» **Aim of the exercise**
In the records below, find the line that contains "Question. Identify every instance of the man's" and the line that contains "Question. Identify every instance of the white"; write out exactly those two lines and everything between them, without the pictures.

» **Records to process**

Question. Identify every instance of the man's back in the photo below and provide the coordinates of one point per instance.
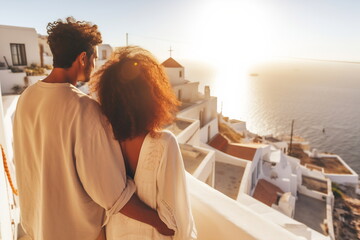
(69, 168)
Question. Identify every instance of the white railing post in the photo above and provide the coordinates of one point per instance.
==
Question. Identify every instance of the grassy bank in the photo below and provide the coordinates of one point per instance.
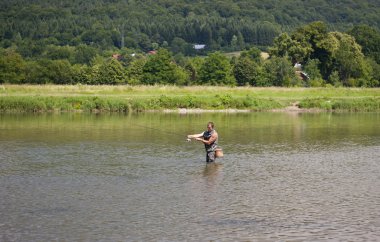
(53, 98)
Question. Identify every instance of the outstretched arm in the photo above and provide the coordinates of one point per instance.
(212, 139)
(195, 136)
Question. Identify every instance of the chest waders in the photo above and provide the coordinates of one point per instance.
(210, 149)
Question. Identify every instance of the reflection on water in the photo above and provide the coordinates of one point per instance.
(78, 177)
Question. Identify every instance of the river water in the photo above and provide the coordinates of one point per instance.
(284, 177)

» **Written answer**
Question. Identify every instance of the man's back in the photo below and provide the coordinates of one point per instance.
(69, 168)
Question. Identify every instance of the white railing post in the photo above and provide the coordinates of one point per instance.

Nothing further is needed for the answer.